▶ [TASK DETAILS]:
Please reproduce the listing in its entirety, exactly as shown.

▶ [DATA RECORDS]:
━━━━━━━━━━━━━━━━
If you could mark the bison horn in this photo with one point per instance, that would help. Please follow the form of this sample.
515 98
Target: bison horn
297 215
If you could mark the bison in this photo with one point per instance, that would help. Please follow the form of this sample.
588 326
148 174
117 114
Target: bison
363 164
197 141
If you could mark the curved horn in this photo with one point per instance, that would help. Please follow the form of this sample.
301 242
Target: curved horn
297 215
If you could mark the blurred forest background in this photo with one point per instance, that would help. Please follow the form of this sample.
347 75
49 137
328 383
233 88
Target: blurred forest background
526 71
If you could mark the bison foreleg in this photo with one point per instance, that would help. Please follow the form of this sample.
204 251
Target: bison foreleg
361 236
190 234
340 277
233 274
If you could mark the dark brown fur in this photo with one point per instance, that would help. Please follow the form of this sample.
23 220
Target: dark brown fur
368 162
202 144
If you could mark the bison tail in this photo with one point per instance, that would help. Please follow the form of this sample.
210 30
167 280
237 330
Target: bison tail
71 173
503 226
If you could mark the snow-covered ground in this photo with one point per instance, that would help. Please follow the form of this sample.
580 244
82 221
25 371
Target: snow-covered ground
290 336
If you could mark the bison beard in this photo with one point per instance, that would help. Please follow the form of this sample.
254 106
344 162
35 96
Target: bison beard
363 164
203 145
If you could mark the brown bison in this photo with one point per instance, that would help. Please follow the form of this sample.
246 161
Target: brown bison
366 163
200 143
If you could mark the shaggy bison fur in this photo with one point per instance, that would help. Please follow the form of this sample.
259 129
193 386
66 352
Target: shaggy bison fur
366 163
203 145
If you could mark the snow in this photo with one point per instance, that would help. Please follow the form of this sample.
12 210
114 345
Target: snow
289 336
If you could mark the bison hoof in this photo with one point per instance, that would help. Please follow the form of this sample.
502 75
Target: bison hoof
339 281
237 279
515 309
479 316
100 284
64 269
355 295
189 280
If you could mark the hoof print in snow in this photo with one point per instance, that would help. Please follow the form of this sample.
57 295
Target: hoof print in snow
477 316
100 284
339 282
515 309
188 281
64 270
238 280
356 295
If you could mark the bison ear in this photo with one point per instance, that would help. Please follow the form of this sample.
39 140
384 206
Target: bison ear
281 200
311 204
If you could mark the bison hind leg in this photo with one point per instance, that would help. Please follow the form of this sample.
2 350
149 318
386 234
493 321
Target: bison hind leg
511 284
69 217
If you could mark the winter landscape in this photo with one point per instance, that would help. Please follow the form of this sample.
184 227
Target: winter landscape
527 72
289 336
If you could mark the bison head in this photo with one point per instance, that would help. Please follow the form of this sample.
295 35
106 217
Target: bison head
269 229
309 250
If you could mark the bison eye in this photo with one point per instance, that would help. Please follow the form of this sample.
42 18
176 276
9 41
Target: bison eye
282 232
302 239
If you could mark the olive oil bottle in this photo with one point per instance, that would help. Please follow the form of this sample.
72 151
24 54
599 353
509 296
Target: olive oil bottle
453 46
━━━━━━━━━━━━━━━━
▶ [WRITTEN ANSWER]:
If you could mark the bison horn in this photo with one point per instance, that would help. Please follow the form of this sample.
515 98
Target: bison horn
297 215
If you could mark the bison in this photo with one point per instance, that would help. Please follow the form of this sample.
588 326
148 174
117 114
Target: bison
363 164
197 141
If you could mark the curved horn in this photo with one point per instance, that would help. Please follow the form of this sample.
301 242
Target: curved horn
297 215
If you could mark the blurred forest background in this photo with one point per instance, that would help. Please follow the form of this sample.
347 75
49 137
328 383
233 88
Target: blurred forest background
526 71
If you could mark the bison foreleg in this photo with one point per instance, that would help. Please follow the form of this sample.
204 251
Target: bison foreleg
361 236
190 234
340 277
233 274
If you could mark the dark brown fur in this photo with one point per instance, that would help. Please follow the form of this sample.
23 220
Target: dark brown fur
368 162
202 144
If you could mark the bison tail in this photo with one point per instance, that would help. Please follow the form of this sample.
210 30
167 280
237 330
Target: bison tail
71 173
503 226
If you could mark the snow-covered ground in this photo with one point per instance, that would help. Please follow the form of this sample.
580 244
82 221
25 371
Target: snow-covered ground
290 336
If you could mark the bison beard in this photo with one point per instance, that would help. Please follow the form of this sample.
254 106
344 162
35 96
Target: bison beard
363 164
203 145
If you could mark the brown bison in this photo with one point per instance, that would help. Please follow the form of this sample.
246 161
Target: brown bison
366 163
200 143
If you could mark the shaggy bison fur in this photo with one point per instance, that would help. Please follow the form of this sample.
259 129
193 386
66 352
Target: shaggy bison fur
366 163
203 145
If you could mark the snow in this photo with one point per instance, that would help. Please follow the form of this sample.
12 210
114 345
Target: snow
289 336
If you could mark the bison hoof in this photo with one point per instance, that would help. Please follow the form of this sample.
502 75
Target: bison hoof
339 281
237 279
515 309
479 316
100 284
64 269
355 295
189 280
If you could mark the hoof print in snow in this photo with one point per instance, that would help. Please follow the form of this sample.
57 295
Target: hoof print in snow
477 316
100 284
339 282
515 309
188 281
64 270
238 280
356 295
If you could mark the bison ear in this photo with one point per instance, that would help. Please follow the form of this sample.
39 140
384 206
Target: bison ear
281 200
311 204
If you could mark the bison hind leg in this photo with one point per instance, that would help. Please follow the form of this sample.
2 350
149 318
386 234
493 321
Target: bison hind leg
511 284
69 217
If you could mark the winter landscape in this photo with one point per instance, that would help. Please follow the form of this sample.
184 227
Target: winter landscape
527 72
289 336
If you could mark the bison head in this photo with one point per instance, that would help. Please follow the form of this sample.
295 35
106 217
Target: bison head
269 229
309 250
If you could mark the bison eye in this photo with one point per instance, that would help. Please follow the form of this sample.
42 18
176 276
9 41
Target: bison eye
282 232
302 239
If you could mark the olive oil bottle in this photo with one point per instance, that would help. Please follow the form of this sample.
72 151
24 54
599 353
509 296
Target: olive oil bottle
453 46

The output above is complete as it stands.